John Jantsch: For a lot of small business, I think the impact could actually be greater than larger organizations because the bar’s not that high in a lot of industries. Local businesses are competing against folks that aren’t even thinking this way. I think the impact can even be greater for many, many small businesses.
Joey Coleman: Indeed, and I think, I’ll take it even one step further, most small businesses have a smaller number of customers as well. It doesn’t require as much time to create a great experience if you have ten clients or 20 clients of even a hundred clients, as opposed to some of the companies that I talk to, who, one of the companies has 500 new customers per day.
Joey Coleman: That’s really difficult to scale. There are ways that you can do that, don’t get me wrong, but what I love about some of the examples of the stories that are in the book is folks being able to do this with smaller numbers of customers. If you are one of those companies that’s listening who has a ton of customers, at least start with a group of them, a subset of them. Create remarkable experiences there. Get a feel for what’s going on and then scale that across the entire enterprise.
John Jantsch: We’ve been talking sort of theory here, you’ve been giving some great advice. If I’m just whatever sized business, small, mid sized business and I’m thinking, this sounds really great. I know we need to do something about this, how would I get started? I know you have a very systematic approach, probably starts with an audit of some sort to begin with, to audit the touchpoints, but how would somebody go about bringing this into their organization if it just hasn’t existed in the past? Or not at least intentionally?
Joey Coleman: I think there’s two key things we can do. Number one, every customer has the potential to go through eight phases in the relationship with you. What happens in the typical business is they try to get the customer to go from phase one, which is assess, when they’re trying to decide if they even want to do business with you, up to phase eight, but you can’t jump them from the first eight to the altar in one conversation. You want to ease into it a little.

**Extracted records**.
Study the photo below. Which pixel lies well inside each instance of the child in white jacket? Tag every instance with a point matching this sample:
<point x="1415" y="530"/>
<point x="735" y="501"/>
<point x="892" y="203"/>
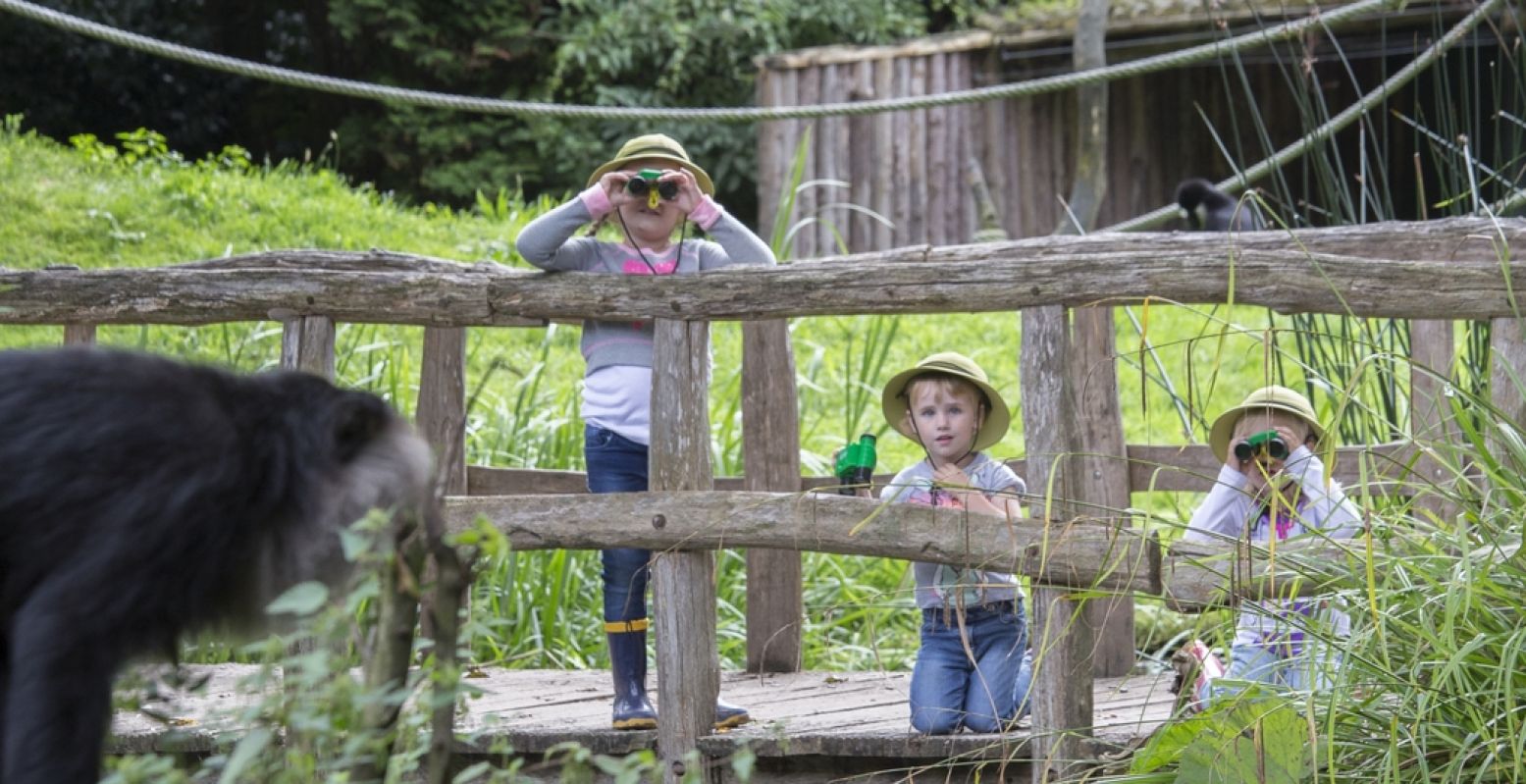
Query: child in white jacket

**Complete the following**.
**1.** List every number of customers or clients that Joey Coleman mentions in the conversation on customer experience.
**2.** Carry the conversation on customer experience forward from its final sentence.

**Outputs in order**.
**1.** ten clients; 20 clients; a hundred clients; 500 new customers per day

**2.**
Joey Coleman: There’s an eight phase process that you want to be your holding your customer’s hand and navigating them through. The other thing that you can do very quickly is, I believe there are six tools that we can use to communicate with our customers. In person interactions, emails, physical mail or snail mail, phone calls, videos and gift and presents.
Joey Coleman: What’s interesting is, I’ve done this exercise with you know, tens of thousands of audience members around the world. I have them write down which, just which of those tools do you use in the first hundred days? What I found is, when you just at base level, consider that, the typical business is using two, maybe three. They’re using email. They, depending on their business, may use in person or phone, and they might occasionally send an invoice via mail. That’s about it.
Joey Coleman: They’re not really using video as much as they could for communicating. They might be using it for content sharing, but not one on one communications. They’re not doing anything around gifts and presents. A lot of the online companies say, “Joey, we can’t ever do in person.” The fact of the matter is, you can. There are really creative ways to do in person interactions if you’re an online business. In terms of that first step, if you’re interested in what we’re talking about, and this seems like something that could be a fit for you, just look at those six tools. In person, email, mail, phone, video and gifts and presents and determine which ones you’re using, and then start using the other ones. That alone will dramatically impact your business.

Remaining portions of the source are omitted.